RECORDS:
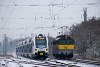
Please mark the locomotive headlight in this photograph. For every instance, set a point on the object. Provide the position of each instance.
(36, 49)
(46, 49)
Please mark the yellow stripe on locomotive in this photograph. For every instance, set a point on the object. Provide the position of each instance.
(65, 47)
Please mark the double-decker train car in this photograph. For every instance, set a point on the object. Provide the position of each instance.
(63, 47)
(34, 47)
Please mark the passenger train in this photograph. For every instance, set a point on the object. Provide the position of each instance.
(63, 47)
(34, 47)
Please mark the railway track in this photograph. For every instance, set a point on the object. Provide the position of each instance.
(87, 61)
(52, 62)
(45, 63)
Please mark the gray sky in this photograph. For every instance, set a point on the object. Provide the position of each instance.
(20, 18)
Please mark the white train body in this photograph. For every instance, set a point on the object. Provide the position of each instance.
(34, 47)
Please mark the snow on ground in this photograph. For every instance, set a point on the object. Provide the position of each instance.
(78, 63)
(25, 62)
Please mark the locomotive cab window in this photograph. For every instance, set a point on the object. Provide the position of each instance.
(41, 42)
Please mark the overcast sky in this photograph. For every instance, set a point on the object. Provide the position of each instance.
(20, 18)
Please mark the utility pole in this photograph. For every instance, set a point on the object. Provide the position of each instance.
(4, 45)
(64, 30)
(85, 14)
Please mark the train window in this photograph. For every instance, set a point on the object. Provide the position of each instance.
(30, 39)
(25, 42)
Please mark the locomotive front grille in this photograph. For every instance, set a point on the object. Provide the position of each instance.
(41, 53)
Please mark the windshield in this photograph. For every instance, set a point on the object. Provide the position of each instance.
(65, 41)
(41, 43)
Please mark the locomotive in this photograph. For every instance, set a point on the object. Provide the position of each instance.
(33, 47)
(63, 47)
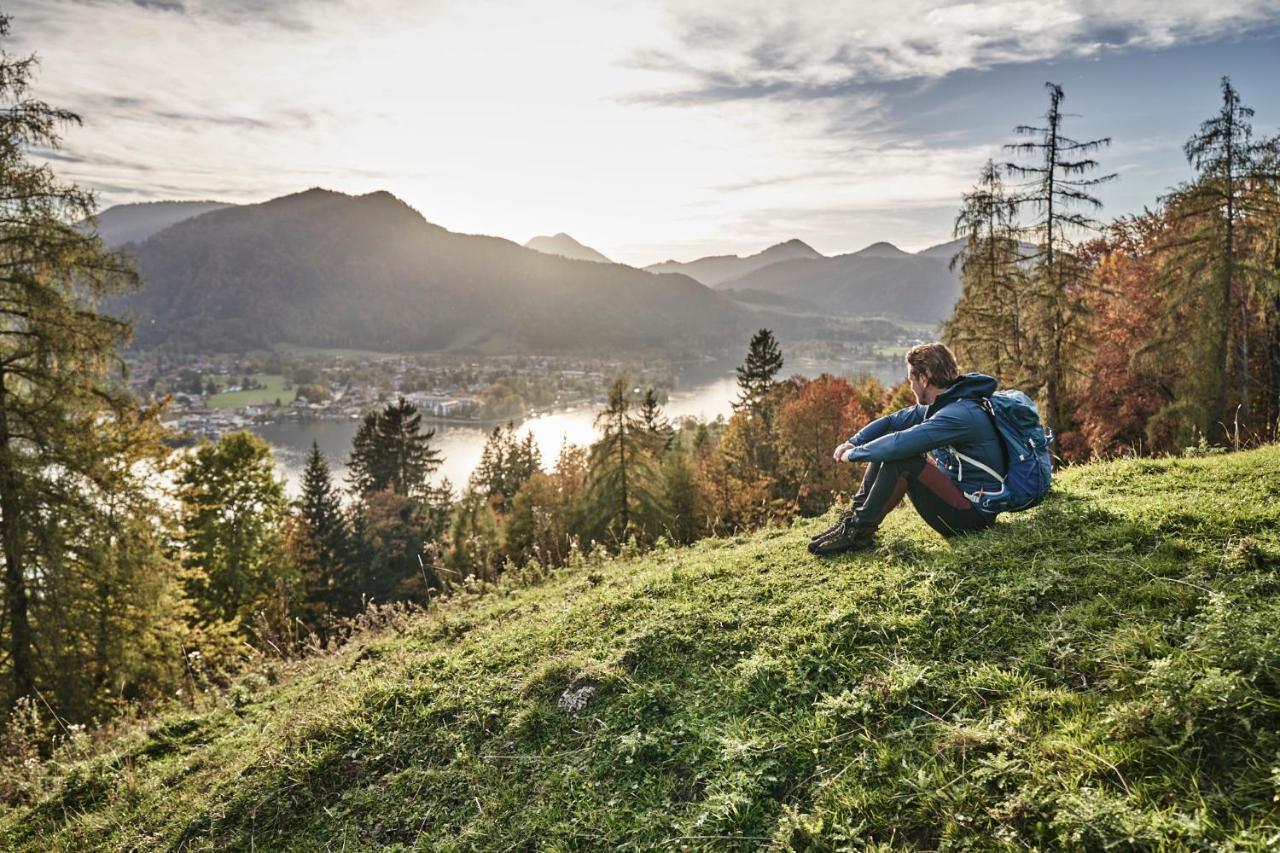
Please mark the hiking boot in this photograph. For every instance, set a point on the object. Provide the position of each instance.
(844, 516)
(849, 536)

TRY IT:
The reply should repeat the data in full, exactly as given, and contain no pictures.

TASK RESULT:
Please mark the locomotive headlight in this photograph. For every instance, set a point on the object. Provide the position of each instance.
(36, 49)
(46, 49)
Please mark the yellow stripe on locomotive in this photograph. For every instance, set a point on the object. Provide the position of each instance.
(65, 47)
Please mark the double-decker train car in this photograph. For every instance, set a point on the object. Provide the position of each instance.
(63, 47)
(34, 47)
Please mark the passenger train in this photograph. For every instance, set a point on the object. Provide the position of each instance.
(63, 47)
(34, 47)
Please mark the railway track in this photograph. For every instance, set a point on the object. Provide the position of each instance.
(87, 61)
(52, 62)
(45, 63)
Please mark the gray sky in this photograph. For every instance, set a point on the object. Provide the position of each instance.
(20, 18)
Please mark the white train body in this photograph. For every instance, set a point on the object. Provide the position of each instance.
(34, 47)
Please mark the snow on ground in this photograph. For every instance, set a point on the object. Provide the position of each instance.
(78, 63)
(25, 62)
Please mark the locomotive cab window in this photograph. For every instance, set a point on the object. Provide the position of each instance.
(41, 42)
Please mark the overcast sky in this photograph. For every instance, set a point on the object. Provide the position of each instance.
(20, 18)
Please mark the utility pole in this photograph. For every instance, set a point on the object. Provide the position of each instance.
(4, 45)
(64, 30)
(85, 14)
Please mark the train window in this photograph. For every instance, set a point on the object. Provide the position of each instance.
(30, 39)
(25, 42)
Please mark the locomotive front grille in this photograph. For every instance, set a point on the object. Provide the position of each instance.
(41, 53)
Please mark the windshield in this photograph. For every instance, set a point on the object. Provide the position of each instance.
(65, 41)
(41, 43)
Please mark the locomotive in this photograph. For every instance, set a point on the object. Provide the position of each instance.
(33, 47)
(63, 47)
Please mark the hiking boot in this photograph. For every instance, set a point on the object. Provide the position of each instance.
(844, 516)
(849, 536)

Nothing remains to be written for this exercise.